(Entries drawn from a collection)
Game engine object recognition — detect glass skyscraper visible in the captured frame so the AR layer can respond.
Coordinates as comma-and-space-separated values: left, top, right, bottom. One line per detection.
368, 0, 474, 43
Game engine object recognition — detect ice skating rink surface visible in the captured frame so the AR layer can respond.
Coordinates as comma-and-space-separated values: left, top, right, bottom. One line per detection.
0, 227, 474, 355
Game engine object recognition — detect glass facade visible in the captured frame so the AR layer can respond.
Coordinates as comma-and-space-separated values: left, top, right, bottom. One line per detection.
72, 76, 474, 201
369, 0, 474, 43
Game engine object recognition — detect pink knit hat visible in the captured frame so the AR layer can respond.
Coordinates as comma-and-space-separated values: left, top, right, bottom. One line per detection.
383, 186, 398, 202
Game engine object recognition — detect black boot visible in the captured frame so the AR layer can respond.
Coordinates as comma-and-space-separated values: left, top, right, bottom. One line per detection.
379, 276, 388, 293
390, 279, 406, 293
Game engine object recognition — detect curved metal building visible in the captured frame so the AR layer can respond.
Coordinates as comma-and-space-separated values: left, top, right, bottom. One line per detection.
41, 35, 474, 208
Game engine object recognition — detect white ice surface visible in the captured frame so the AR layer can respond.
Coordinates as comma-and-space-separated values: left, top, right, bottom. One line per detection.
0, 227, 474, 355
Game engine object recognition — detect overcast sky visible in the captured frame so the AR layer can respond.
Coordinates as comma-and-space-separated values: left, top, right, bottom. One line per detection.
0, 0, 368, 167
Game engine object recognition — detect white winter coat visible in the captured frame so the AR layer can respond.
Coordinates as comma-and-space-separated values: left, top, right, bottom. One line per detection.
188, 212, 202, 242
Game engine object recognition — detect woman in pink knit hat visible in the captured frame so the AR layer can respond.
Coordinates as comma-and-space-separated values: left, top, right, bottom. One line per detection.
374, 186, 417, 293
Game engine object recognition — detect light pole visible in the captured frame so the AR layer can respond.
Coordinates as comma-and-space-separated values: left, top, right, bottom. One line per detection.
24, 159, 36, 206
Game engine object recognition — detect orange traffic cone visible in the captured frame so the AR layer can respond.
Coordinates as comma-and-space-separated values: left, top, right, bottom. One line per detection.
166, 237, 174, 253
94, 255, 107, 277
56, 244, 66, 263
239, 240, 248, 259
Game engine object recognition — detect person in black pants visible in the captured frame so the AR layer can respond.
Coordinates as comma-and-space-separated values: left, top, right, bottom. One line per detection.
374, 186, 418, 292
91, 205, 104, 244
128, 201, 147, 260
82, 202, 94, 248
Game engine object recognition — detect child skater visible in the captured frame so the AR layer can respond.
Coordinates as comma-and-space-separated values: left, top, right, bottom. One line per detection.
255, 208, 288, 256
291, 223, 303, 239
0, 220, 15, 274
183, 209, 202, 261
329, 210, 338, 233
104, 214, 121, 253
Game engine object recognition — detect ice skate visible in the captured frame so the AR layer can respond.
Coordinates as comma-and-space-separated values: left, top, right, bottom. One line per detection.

### CHALLENGE
Rescale everything from the line containing "Game engine object recognition — detect woman" down to the line containing "82, 202, 94, 248", including both of those lines: write each line out again, with the records' wording unchanged, and multiply every bounding-box coordinate in the answers by 1.2, rounding to whole numbers with halves going up. Give only those lines.

### RESULT OF THE TASK
Game engine object recognition — detect woman in pink knit hat visible in the captured frame so the AR layer can respond.
Coordinates as comma-and-space-separated values: left, top, right, bottom. One line per detection.
449, 223, 500, 352
Game engine object recognition — detect light pole visible in the captured frame so the AR layer can respond.
Coordinates as comma-and-space-separated values: left, top, right, bottom. One line per detection.
29, 191, 43, 247
Game engine object recognition — detect orange traffic cone visible in the captured frame so the AR layer can respond.
Coordinates as comma-and-space-separated values: left, top, right, bottom. One line per detection.
199, 284, 209, 304
113, 306, 128, 332
67, 293, 79, 316
287, 288, 298, 311
Game engine object recognition — detect person in black pants visible in the captured frame so the AR layer can respond.
Coordinates as comma-and-space-separated values: left, top, right, bottom. One line per detection.
449, 223, 502, 350
109, 246, 125, 293
154, 241, 176, 312
98, 242, 113, 298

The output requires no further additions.